Source data:
--------

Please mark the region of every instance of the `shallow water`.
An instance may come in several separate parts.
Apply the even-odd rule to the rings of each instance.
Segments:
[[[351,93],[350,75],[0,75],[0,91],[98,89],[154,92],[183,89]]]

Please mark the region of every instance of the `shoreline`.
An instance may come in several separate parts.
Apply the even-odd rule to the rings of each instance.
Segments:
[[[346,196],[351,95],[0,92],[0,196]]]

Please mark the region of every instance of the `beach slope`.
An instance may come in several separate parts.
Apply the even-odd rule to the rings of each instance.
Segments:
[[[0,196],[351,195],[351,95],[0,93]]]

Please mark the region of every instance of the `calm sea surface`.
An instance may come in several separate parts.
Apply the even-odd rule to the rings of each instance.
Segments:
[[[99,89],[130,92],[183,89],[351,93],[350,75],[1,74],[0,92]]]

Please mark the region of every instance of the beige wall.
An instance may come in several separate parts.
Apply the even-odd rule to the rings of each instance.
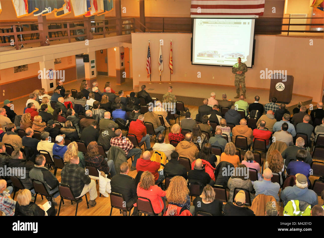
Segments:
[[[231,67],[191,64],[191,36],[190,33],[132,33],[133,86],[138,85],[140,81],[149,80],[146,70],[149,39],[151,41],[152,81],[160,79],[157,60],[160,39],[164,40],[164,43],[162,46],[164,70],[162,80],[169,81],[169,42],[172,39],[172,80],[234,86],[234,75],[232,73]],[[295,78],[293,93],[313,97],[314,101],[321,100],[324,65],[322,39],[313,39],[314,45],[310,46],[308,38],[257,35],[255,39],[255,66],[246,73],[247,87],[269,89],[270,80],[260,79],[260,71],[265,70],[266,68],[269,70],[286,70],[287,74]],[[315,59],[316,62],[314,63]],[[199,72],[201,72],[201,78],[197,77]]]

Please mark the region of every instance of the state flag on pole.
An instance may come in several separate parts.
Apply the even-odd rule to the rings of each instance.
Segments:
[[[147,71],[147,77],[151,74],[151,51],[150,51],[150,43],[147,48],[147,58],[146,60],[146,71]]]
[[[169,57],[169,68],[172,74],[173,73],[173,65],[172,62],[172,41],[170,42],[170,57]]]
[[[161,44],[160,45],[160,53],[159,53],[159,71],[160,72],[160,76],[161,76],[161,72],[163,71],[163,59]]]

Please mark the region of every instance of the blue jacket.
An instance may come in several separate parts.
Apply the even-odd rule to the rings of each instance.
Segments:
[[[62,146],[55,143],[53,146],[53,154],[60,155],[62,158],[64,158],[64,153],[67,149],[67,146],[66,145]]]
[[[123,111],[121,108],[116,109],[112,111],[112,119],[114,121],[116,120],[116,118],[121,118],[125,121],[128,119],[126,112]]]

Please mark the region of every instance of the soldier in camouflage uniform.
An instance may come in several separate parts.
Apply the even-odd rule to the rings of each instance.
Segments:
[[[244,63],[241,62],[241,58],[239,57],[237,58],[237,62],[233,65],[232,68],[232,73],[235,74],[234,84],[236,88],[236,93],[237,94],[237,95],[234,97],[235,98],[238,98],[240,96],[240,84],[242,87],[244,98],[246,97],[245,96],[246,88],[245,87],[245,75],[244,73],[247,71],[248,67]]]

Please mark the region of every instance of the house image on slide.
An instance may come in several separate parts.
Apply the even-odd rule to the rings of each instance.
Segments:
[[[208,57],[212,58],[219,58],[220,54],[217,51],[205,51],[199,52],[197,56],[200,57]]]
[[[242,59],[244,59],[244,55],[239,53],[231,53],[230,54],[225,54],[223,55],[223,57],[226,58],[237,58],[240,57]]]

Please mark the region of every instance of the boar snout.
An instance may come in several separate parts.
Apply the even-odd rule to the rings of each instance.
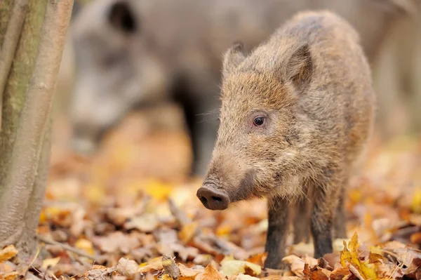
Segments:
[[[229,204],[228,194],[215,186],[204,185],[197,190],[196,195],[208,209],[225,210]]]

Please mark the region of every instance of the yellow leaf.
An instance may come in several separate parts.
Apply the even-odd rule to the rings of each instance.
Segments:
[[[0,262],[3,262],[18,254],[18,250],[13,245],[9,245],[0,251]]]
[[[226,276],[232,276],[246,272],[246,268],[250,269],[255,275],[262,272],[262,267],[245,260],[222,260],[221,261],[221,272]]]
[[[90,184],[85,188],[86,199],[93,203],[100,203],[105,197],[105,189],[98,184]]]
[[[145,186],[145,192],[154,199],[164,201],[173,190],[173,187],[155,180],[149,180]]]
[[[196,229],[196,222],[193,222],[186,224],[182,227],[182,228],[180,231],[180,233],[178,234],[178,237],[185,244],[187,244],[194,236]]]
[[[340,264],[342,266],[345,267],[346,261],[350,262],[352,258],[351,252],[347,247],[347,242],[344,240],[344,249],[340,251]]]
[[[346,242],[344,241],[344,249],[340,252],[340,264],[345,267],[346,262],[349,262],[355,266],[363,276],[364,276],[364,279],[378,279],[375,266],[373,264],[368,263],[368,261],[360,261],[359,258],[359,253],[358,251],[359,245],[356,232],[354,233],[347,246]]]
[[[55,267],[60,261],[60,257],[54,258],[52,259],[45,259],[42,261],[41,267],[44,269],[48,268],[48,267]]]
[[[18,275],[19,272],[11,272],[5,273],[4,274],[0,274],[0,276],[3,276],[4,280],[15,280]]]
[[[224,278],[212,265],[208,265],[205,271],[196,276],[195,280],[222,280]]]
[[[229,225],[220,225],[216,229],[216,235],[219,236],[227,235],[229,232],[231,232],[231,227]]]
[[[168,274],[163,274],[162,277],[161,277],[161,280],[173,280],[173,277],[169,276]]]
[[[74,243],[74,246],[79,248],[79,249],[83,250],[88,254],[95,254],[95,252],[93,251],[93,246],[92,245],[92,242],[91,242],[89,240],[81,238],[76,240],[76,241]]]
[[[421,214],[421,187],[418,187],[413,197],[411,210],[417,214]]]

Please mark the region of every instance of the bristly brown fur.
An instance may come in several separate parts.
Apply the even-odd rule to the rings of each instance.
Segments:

--------

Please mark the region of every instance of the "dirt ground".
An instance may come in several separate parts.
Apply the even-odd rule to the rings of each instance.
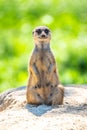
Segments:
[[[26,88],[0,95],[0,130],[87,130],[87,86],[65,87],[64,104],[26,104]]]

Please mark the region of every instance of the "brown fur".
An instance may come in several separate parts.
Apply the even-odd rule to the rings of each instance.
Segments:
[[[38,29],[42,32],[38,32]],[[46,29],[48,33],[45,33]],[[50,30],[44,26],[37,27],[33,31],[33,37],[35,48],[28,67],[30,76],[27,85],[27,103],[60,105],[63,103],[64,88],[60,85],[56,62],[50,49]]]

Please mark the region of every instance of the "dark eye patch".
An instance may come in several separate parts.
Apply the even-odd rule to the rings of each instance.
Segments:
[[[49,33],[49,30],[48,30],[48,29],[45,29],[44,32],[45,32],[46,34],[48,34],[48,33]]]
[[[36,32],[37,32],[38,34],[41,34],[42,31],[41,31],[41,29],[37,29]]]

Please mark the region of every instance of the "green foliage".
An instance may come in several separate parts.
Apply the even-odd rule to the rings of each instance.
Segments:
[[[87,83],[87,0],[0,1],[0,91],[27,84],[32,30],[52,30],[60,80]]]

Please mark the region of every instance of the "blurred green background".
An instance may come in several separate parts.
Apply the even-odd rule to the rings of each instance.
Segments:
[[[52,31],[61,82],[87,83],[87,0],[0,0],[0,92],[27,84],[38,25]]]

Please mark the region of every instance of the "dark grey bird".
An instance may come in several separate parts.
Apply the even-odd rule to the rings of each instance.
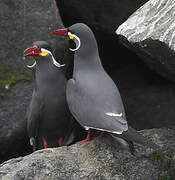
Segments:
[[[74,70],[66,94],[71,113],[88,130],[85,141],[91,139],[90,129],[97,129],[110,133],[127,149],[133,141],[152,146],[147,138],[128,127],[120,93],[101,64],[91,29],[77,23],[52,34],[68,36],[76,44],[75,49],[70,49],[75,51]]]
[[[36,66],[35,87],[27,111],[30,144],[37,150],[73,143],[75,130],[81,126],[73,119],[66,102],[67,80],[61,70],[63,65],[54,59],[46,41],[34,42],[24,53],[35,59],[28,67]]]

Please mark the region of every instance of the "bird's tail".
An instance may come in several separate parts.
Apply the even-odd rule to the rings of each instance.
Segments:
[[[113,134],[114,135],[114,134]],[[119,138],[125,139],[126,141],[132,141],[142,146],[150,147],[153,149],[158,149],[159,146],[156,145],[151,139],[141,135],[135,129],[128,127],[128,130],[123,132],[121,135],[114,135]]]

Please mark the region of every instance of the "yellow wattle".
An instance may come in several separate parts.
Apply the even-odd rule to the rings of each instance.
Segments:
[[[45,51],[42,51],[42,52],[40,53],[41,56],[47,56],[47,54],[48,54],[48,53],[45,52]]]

--------

What the task requires:
Please list every line of the material above that contains the word "dark", copying each line in full.

Worked answer:
Please mark the region of every instance of the "dark eye patch".
Please mark the region of every instance of the "dark grey bird".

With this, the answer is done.